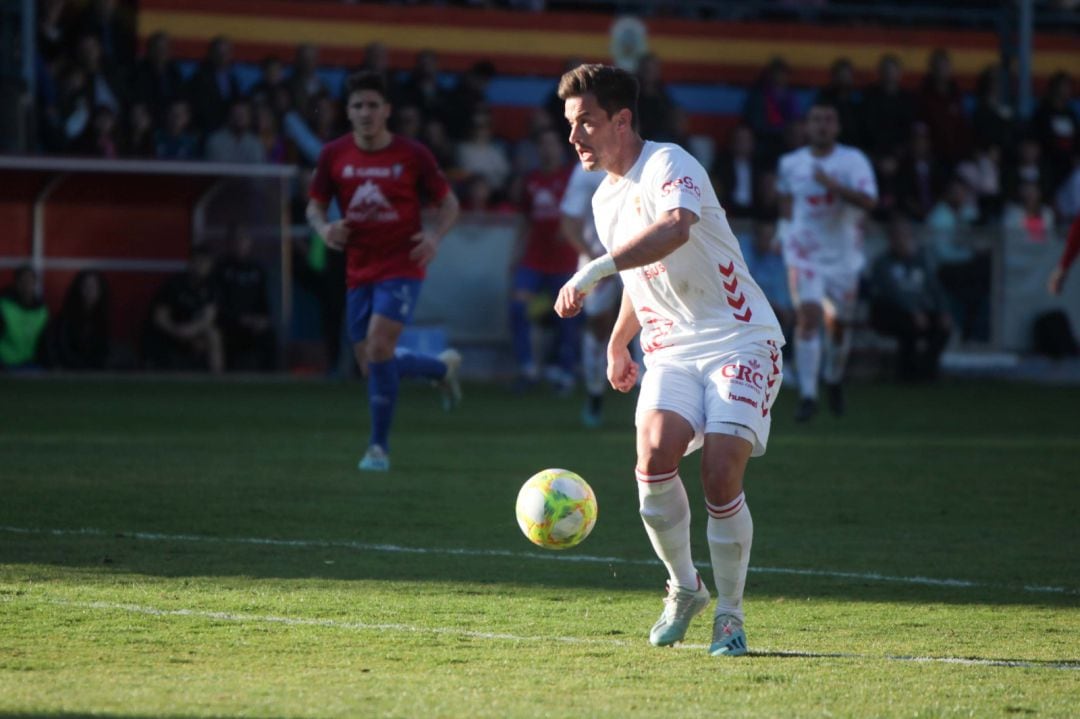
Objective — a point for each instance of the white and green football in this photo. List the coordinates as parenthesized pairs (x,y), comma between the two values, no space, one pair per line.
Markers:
(556,509)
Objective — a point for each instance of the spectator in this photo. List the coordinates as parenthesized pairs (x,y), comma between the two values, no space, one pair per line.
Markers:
(468,98)
(543,262)
(80,335)
(103,86)
(273,78)
(482,154)
(181,331)
(1028,167)
(942,110)
(305,83)
(244,307)
(138,139)
(766,263)
(421,87)
(906,302)
(23,321)
(963,269)
(920,178)
(113,26)
(887,111)
(158,81)
(1056,126)
(268,132)
(235,141)
(213,87)
(1029,219)
(984,175)
(408,121)
(841,94)
(771,107)
(737,175)
(176,140)
(993,121)
(655,104)
(100,138)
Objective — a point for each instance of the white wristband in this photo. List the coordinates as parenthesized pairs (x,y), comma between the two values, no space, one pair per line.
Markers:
(586,277)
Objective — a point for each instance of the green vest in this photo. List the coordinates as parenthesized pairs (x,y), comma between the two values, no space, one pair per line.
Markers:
(22,328)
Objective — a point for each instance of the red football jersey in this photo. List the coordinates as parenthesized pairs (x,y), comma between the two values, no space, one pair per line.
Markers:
(545,248)
(380,194)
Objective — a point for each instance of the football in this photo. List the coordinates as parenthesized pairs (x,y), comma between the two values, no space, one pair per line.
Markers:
(556,509)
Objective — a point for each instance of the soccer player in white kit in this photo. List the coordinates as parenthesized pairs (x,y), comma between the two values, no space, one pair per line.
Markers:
(602,303)
(825,189)
(711,340)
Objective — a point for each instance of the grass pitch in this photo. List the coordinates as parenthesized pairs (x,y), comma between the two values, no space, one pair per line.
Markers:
(180,548)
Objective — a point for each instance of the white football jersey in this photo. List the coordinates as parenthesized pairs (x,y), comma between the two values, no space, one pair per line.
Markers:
(825,231)
(700,299)
(578,203)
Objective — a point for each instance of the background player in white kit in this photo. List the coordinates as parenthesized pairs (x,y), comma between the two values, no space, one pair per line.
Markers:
(603,302)
(712,343)
(825,189)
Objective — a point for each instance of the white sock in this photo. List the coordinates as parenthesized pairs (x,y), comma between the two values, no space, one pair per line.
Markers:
(730,533)
(593,364)
(807,364)
(666,514)
(836,358)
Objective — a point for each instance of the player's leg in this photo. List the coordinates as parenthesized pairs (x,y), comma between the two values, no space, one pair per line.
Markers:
(670,397)
(738,419)
(526,283)
(839,311)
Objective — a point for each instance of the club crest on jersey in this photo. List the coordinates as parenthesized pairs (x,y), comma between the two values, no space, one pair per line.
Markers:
(369,205)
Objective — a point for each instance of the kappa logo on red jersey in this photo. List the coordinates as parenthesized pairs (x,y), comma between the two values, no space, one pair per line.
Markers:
(685,182)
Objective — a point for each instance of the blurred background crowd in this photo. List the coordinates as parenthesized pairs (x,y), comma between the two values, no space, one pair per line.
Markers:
(948,158)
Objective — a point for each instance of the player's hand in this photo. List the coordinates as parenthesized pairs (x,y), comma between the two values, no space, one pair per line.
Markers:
(427,245)
(569,301)
(1055,281)
(337,235)
(622,369)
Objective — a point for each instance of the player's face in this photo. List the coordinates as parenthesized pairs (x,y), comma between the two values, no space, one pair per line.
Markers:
(822,126)
(368,112)
(592,132)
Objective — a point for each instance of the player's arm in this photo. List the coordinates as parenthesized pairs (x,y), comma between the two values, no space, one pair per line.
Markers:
(656,242)
(574,230)
(849,194)
(335,234)
(622,369)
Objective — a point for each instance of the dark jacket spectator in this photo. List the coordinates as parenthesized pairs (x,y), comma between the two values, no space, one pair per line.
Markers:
(888,110)
(906,302)
(80,336)
(158,81)
(941,109)
(213,87)
(1056,126)
(841,94)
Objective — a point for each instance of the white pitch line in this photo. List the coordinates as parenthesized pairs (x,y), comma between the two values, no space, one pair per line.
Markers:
(499,636)
(550,556)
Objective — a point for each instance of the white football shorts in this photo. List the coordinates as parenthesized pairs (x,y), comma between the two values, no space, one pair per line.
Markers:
(837,290)
(730,393)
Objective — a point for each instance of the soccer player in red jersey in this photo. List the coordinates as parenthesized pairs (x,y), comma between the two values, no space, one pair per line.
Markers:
(545,262)
(381,182)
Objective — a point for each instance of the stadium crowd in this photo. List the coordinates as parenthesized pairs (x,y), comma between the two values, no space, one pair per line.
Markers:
(944,161)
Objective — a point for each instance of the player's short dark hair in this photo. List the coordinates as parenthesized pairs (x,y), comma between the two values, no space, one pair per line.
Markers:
(366,80)
(613,89)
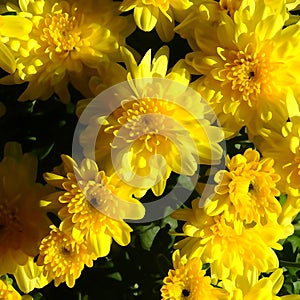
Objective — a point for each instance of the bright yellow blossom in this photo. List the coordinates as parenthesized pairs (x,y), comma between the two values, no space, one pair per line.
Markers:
(11,27)
(247,190)
(155,119)
(264,289)
(188,281)
(63,258)
(68,40)
(23,223)
(240,61)
(290,209)
(94,205)
(160,14)
(231,248)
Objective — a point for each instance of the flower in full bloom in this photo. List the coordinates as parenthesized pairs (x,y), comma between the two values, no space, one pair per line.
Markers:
(155,120)
(11,27)
(156,13)
(231,248)
(247,190)
(264,288)
(240,61)
(283,145)
(63,258)
(23,223)
(68,40)
(188,281)
(94,205)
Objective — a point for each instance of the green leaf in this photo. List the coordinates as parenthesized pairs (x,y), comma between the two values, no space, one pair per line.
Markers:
(295,242)
(148,236)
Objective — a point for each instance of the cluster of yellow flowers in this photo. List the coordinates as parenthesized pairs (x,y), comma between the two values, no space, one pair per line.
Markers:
(245,58)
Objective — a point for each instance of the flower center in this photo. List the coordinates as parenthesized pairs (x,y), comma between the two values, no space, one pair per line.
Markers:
(247,72)
(164,4)
(185,293)
(143,119)
(61,32)
(230,6)
(100,197)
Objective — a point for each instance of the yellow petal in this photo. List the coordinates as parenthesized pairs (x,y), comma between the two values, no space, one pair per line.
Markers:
(146,17)
(14,26)
(7,60)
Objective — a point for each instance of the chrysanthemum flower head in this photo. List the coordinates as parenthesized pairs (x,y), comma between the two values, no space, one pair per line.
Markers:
(231,248)
(156,13)
(247,190)
(241,60)
(22,222)
(11,27)
(188,281)
(264,288)
(155,126)
(67,40)
(63,258)
(95,205)
(203,17)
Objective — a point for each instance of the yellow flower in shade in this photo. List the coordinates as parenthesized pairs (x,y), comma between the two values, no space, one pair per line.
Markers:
(231,248)
(263,289)
(290,209)
(107,75)
(11,27)
(30,276)
(63,258)
(68,40)
(240,61)
(283,145)
(188,281)
(23,223)
(247,190)
(156,13)
(7,292)
(155,120)
(94,205)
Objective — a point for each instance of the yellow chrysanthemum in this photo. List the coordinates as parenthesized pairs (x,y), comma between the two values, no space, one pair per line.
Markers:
(247,190)
(23,224)
(188,281)
(156,120)
(283,145)
(11,27)
(108,74)
(203,17)
(63,258)
(156,13)
(94,205)
(240,61)
(231,248)
(67,41)
(263,289)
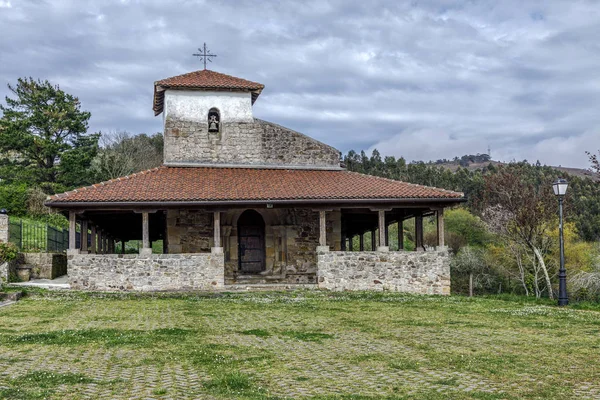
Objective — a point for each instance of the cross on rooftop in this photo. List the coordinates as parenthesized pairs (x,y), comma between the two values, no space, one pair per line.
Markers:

★ ★ ★

WRITTEN INSTRUCTION: Looking at the records above, extract only the lines from the one with "Objective — a point for each instance of the cluster" through the last line, exactly, with the pictures left out.

FINAL RESULT:
Objective — a point for each instance of the cluster of yellow flowers in this photo. List the coordinates as parenthesized pairs (x,y), comma between the two values, no space, one pair per line.
Markers:
(245,58)
Objective — a point for each instance of the flower center in this photo. List the coordinates as parenthesized pairs (x,y), comma between the two values, no space, one pair per line.
Markers:
(247,72)
(164,4)
(185,293)
(143,119)
(61,32)
(230,6)
(100,197)
Objective — a point for each instance of the yellow petal in this photo. List the coordinates as parenthesized pairs (x,y), comma between the two values, no space, one pair per line.
Markers:
(146,17)
(14,26)
(7,60)
Objective — a point for each instance of the chrysanthemum flower head in this photo. List the coordinates as parenthesized pairs (x,y), comma between the two values, no space, one pair per line.
Markers:
(231,248)
(156,13)
(247,190)
(241,60)
(22,222)
(11,27)
(188,281)
(264,288)
(155,126)
(67,40)
(63,258)
(95,205)
(203,17)
Objective — a point for each instance of the yellow flower in shade in this photo. List the coordinates as parenthesized pairs (x,y), comma between the two values, no space, one pair per line.
Markers:
(231,248)
(263,289)
(290,209)
(107,75)
(11,27)
(30,276)
(63,258)
(68,40)
(240,61)
(283,145)
(188,281)
(23,223)
(247,190)
(156,13)
(7,292)
(155,120)
(94,205)
Objective — a point for each instance of the yellow chrysanthemum in this photo. List the coordinates as parenthesized pairs (x,y), comma between the two values, no space, one pair per line.
Markers:
(247,190)
(23,224)
(188,281)
(156,120)
(283,145)
(11,27)
(108,74)
(203,17)
(63,258)
(156,13)
(94,205)
(240,61)
(231,248)
(67,41)
(263,289)
Objective — a point for each instance of the cross on rooftop in this photo. List the coordinates as parenthesized pairs (x,y), comma between the two values, no space, one pair per line.
Markers:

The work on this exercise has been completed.